--- Quoted text ---

Criminology 49: 401-441.
King, Ryan D., Steven F. Messner, and Robert D. Baller. 2009. Contemporary hate crimes, law
enforcement, and the legacy of racial violence. American Sociological Review 74:291-
315.
Kirk, David S. 2008. The Neighborhood Context of Racial and Ethnic Disparities in Arrest.
Demography 45:55-77.
Kirk, David S., and Mauri Matsuda. 2011. Legal Cynicism, Collective Efficacy, and the Ecology
of Arrest. Criminology 49:443-472.
Messner, Steven F., Robert D. Baller, and Matthew P. Zevenbergen. 2005. The legacy of
lynching and southern homicide. American Sociological Review 70:633-655.
Sampson, Robert J., Jeffrey D. Morenoff, and Stephen Raudenbush. 2005. Social Anatomy of
Racial and Ethnic Disparities in Violence. American Journal of Public Health 95:224-
232.
Slocum, Lee A., Terrance J. Taylor, Bradley T. Brick, and Finn-Aage Esbensen. 2010.
Neighborhood Structural Characteristics, Individual-Level Attitudes, and Youths’ Crime
Reporting Intentions. Criminology 48:1063-1100.
Stewart, Eric A., Ramiro Martinez, Jr., Eric P. Baumer, and Marc Gertz. (2015) The Social
Context of Latino Threat and Punitive Latino Sentiment. Social Problems 62: 69-92.

--- Given information ---

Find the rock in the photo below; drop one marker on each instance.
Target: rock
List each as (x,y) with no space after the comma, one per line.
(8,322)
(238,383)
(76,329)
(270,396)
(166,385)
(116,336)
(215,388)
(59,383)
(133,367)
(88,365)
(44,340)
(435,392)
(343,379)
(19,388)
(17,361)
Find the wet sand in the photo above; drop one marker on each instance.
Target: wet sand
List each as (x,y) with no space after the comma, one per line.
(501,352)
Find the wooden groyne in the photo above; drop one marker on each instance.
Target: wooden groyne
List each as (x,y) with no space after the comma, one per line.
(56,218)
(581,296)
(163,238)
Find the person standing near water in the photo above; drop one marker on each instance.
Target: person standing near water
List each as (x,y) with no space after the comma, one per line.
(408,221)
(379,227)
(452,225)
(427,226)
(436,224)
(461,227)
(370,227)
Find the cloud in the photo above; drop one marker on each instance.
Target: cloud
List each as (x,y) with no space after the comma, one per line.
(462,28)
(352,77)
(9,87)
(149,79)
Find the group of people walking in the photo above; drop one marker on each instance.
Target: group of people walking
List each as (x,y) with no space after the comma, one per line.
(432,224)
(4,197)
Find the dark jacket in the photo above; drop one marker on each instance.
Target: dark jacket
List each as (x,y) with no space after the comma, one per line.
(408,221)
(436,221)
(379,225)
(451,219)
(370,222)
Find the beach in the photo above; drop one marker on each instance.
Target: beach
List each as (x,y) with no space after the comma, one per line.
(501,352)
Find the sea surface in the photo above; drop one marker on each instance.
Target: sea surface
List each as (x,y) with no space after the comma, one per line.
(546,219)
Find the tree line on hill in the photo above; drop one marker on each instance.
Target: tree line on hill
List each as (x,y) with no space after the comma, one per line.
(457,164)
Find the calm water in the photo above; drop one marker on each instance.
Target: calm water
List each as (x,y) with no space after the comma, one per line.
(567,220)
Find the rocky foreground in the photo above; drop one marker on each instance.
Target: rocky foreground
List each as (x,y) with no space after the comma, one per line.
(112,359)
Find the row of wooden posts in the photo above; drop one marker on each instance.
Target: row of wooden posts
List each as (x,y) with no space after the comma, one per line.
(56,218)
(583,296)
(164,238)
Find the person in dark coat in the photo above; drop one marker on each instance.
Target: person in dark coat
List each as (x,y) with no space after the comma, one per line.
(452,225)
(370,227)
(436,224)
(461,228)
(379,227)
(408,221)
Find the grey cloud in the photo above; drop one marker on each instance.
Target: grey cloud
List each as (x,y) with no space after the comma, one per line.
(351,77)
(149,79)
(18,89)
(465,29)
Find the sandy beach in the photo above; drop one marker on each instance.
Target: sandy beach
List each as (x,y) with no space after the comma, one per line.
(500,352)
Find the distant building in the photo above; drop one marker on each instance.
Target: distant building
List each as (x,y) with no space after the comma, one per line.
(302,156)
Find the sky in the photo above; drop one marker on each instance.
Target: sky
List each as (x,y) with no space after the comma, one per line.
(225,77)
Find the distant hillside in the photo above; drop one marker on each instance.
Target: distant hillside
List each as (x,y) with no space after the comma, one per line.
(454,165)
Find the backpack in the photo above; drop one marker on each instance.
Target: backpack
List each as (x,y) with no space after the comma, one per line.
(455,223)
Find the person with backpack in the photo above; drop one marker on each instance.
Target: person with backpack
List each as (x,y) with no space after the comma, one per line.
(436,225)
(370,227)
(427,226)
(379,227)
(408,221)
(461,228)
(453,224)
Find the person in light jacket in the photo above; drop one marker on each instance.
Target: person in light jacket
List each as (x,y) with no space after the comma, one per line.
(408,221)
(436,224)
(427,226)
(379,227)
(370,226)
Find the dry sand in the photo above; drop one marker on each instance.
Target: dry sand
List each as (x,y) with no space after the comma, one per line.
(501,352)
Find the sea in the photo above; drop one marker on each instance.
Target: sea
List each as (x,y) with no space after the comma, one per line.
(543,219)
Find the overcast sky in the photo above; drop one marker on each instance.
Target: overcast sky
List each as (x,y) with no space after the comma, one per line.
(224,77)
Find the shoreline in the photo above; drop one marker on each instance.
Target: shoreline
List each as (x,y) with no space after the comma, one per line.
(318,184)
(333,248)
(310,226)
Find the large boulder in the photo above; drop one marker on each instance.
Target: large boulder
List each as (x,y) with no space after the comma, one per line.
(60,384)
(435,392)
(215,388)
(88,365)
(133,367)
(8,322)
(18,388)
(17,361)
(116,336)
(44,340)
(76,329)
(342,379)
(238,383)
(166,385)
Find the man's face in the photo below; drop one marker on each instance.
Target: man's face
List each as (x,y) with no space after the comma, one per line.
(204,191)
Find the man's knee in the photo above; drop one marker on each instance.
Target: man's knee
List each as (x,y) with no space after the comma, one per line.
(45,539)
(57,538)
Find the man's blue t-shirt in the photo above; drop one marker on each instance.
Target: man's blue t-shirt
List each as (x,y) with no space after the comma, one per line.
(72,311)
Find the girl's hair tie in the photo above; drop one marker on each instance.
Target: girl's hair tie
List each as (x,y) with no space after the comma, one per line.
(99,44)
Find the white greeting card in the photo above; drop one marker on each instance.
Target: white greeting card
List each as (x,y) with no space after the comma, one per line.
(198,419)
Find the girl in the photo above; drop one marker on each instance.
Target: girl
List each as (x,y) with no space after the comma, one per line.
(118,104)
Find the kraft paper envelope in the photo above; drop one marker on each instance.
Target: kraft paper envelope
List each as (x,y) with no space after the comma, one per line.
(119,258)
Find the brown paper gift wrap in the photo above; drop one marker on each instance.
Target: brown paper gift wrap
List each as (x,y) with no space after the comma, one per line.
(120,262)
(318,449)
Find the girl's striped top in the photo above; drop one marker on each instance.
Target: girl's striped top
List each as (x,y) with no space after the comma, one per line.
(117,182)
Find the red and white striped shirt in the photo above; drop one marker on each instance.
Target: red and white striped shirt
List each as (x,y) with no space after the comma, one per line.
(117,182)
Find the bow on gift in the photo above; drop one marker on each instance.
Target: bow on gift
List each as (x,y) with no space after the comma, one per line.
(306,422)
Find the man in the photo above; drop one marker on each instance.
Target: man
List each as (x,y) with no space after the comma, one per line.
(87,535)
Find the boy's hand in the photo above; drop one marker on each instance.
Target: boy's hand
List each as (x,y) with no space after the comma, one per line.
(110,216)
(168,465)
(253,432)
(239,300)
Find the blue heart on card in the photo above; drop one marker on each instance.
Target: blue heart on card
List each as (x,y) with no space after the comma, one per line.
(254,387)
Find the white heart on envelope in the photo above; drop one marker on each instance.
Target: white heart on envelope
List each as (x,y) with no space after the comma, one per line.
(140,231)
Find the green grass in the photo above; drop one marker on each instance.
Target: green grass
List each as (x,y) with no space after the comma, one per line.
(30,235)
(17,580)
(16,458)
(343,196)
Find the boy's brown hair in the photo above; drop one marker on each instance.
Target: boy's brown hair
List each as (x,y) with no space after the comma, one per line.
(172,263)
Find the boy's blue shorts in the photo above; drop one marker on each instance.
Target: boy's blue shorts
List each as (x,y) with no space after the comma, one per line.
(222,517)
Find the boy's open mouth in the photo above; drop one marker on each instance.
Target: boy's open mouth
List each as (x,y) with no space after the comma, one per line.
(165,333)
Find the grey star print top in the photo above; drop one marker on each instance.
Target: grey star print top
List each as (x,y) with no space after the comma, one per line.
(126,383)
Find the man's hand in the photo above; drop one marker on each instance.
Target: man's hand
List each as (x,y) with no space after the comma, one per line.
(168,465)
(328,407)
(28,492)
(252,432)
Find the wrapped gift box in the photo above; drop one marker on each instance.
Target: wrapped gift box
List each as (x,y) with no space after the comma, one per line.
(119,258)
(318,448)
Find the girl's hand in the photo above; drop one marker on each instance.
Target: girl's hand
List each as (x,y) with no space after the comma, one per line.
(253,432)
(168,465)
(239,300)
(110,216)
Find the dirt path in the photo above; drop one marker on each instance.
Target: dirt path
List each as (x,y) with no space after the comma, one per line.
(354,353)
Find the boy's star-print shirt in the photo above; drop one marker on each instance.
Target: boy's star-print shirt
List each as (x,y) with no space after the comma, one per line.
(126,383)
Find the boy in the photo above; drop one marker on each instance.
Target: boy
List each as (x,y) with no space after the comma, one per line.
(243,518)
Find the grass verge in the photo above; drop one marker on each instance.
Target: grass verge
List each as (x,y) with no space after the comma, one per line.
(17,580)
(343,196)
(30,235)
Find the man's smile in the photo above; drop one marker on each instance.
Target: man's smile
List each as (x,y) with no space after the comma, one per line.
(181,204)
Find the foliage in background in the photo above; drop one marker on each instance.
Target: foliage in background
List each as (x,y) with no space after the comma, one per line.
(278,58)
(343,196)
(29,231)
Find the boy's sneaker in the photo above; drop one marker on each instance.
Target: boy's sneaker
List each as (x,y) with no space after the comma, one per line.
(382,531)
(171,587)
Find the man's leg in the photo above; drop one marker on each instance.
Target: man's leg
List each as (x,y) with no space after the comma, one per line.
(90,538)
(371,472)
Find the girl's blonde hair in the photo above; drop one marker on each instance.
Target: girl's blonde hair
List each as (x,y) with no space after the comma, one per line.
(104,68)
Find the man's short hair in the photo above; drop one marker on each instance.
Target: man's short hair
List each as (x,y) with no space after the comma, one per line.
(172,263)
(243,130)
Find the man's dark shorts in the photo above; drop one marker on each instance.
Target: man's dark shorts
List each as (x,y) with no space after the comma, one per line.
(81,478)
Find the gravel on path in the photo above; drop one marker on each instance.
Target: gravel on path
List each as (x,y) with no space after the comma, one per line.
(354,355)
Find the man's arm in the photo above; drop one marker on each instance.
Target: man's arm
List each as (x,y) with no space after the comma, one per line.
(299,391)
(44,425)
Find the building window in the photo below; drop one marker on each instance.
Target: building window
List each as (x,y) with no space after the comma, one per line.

---

> Task details:
Write out the part of the reference list that opens with the words containing "Demography 45:55-77." and closes with "Intentions. Criminology 48:1063-1100.", copying it exactly. Rely on the reference list alone.

> Output below:
Demography 45:55-77.
Kirk, David S., and Mauri Matsuda. 2011. Legal Cynicism, Collective Efficacy, and the Ecology
of Arrest. Criminology 49:443-472.
Messner, Steven F., Robert D. Baller, and Matthew P. Zevenbergen. 2005. The legacy of
lynching and southern homicide. American Sociological Review 70:633-655.
Sampson, Robert J., Jeffrey D. Morenoff, and Stephen Raudenbush. 2005. Social Anatomy of
Racial and Ethnic Disparities in Violence. American Journal of Public Health 95:224-
232.
Slocum, Lee A., Terrance J. Taylor, Bradley T. Brick, and Finn-Aage Esbensen. 2010.
Neighborhood Structural Characteristics, Individual-Level Attitudes, and Youths’ Crime
Reporting Intentions. Criminology 48:1063-1100.